(Problem details): Nothing but the lines from the one containing "Provide the location of each instance of the rock" through the last line should be written out, please, exactly as they stand.

(Data extract):
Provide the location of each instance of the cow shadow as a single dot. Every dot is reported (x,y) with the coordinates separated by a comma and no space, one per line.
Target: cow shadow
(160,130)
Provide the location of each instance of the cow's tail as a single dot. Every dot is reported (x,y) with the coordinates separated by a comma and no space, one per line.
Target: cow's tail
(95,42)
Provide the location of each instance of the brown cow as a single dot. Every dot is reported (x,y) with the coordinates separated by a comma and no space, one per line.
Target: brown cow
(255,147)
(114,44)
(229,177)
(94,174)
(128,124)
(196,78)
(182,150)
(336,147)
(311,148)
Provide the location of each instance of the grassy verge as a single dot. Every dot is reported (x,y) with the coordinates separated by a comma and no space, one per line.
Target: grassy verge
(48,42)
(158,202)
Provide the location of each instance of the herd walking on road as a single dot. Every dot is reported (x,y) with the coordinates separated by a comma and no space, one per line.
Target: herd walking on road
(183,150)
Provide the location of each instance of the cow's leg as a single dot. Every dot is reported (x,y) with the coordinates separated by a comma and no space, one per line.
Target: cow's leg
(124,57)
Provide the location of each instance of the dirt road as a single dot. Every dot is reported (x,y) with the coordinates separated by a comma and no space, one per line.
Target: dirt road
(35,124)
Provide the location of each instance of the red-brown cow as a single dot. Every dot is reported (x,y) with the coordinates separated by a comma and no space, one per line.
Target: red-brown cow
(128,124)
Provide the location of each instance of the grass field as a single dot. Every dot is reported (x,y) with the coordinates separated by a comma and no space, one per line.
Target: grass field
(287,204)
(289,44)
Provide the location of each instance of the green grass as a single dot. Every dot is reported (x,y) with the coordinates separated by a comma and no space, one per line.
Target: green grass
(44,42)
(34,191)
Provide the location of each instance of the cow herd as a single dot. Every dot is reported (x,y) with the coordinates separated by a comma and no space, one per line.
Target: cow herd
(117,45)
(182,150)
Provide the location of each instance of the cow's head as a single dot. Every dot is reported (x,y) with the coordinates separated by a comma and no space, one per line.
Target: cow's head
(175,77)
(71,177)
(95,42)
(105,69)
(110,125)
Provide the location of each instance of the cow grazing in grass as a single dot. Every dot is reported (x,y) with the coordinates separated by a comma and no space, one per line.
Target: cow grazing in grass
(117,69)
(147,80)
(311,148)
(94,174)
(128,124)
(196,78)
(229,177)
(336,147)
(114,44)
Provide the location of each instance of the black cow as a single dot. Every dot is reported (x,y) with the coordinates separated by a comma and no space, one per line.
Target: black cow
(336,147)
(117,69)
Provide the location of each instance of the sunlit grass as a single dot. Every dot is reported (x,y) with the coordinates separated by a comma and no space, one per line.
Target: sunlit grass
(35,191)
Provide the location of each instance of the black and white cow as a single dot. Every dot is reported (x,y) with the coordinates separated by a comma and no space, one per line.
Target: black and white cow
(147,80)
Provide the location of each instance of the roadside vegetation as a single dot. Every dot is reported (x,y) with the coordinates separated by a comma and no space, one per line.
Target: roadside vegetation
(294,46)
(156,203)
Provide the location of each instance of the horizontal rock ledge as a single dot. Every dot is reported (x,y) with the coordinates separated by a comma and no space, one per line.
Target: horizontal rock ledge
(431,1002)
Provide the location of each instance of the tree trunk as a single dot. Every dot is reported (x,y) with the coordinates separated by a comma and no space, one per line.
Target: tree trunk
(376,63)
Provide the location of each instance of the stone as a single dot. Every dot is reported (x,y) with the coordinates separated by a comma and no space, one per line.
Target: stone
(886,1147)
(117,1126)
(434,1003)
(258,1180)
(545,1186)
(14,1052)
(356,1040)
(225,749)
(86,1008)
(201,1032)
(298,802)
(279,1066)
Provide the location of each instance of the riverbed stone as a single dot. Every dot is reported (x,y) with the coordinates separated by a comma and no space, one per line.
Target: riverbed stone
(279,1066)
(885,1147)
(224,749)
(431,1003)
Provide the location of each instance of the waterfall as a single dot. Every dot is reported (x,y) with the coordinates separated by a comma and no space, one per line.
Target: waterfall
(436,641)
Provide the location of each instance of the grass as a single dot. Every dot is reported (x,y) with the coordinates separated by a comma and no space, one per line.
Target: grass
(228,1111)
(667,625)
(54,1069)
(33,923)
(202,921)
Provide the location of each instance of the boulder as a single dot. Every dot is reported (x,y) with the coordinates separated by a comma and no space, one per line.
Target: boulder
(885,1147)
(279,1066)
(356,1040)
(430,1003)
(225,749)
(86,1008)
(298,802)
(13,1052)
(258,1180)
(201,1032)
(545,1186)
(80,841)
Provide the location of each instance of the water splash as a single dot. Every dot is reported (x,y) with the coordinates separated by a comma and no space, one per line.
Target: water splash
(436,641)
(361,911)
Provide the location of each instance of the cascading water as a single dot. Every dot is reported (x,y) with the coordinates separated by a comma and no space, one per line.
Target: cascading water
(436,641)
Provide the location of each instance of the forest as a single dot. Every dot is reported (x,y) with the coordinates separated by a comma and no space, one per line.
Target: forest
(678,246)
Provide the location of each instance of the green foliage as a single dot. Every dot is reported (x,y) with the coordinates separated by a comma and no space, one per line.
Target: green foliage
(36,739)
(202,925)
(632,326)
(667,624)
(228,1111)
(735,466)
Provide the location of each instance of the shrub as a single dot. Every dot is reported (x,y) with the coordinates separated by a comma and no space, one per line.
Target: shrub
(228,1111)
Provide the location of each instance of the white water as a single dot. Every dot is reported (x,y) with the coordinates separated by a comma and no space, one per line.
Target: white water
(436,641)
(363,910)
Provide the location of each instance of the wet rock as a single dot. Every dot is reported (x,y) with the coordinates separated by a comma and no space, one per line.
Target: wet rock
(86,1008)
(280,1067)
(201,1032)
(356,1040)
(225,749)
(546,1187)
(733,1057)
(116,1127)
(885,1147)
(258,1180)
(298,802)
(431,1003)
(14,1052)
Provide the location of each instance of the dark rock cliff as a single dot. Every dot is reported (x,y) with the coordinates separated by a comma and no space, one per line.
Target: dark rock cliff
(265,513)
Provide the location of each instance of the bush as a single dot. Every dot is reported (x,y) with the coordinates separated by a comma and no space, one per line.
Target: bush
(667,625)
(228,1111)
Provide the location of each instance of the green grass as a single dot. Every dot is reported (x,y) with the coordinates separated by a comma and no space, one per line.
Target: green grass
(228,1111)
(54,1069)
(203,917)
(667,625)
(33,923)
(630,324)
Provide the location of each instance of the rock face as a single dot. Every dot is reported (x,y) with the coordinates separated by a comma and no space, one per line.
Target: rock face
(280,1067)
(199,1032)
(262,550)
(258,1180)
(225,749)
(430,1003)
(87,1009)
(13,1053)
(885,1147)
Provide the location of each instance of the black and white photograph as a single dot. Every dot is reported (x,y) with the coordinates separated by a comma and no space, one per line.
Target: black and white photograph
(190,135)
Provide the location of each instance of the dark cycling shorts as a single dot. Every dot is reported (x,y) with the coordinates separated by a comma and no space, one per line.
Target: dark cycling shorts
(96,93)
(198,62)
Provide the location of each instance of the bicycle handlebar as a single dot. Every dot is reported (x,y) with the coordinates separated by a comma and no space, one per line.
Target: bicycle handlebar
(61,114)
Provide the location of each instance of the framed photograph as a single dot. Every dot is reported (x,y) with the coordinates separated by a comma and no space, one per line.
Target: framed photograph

(Result):
Provide the location of each instance of the rock face as a single dot. Every dot is reported (x,y) with the coordinates separated by a comma and no space, one per line.
Target: rock face
(280,1067)
(199,1032)
(262,550)
(258,1180)
(225,749)
(430,1003)
(87,1009)
(13,1053)
(885,1147)
Provide the location of each instance of the black and white photograph as a single dot. Every dot is reported (x,y) with the coordinates separated by a comma and no space, one per line.
Target: black and white photograph
(190,135)
Provide the location of each instance of the dark cycling shorts as a single dot. Every dot is reported (x,y) with the coordinates separated by a comma and no space, one per line.
Target: dark cycling shorts
(96,93)
(198,62)
Provide the location of each instance of the bicycle handlebar as a single dot. Every dot is reported (x,y) with the coordinates separated by a comma and no space, one per line.
Target: bicycle handlebar
(61,114)
Provide the location of each instance of the framed photograph as a single dot. Every dot is reported (x,y) with the coordinates separated by a comma and no space, one per line.
Target: framed photograph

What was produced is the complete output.